* EXERCISE AIM
Write out every line of the records again, requests included, but multiply each point coordinate in the answers by 0.45 and round it to a whole number, with halves going up. Leave the numbers in the requests and their format samples as they are.
— Start of SUPPLIED MATERIAL —
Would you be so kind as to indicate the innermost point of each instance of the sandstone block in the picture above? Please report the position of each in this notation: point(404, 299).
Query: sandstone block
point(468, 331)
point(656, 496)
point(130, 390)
— End of SUPPLIED MATERIAL —
* EXERCISE ANSWER
Would you be so kind as to indicate the innermost point of each instance of the sandstone block in the picture above? Please report the position of each in this notation: point(404, 299).
Query: sandstone block
point(211, 149)
point(295, 223)
point(59, 176)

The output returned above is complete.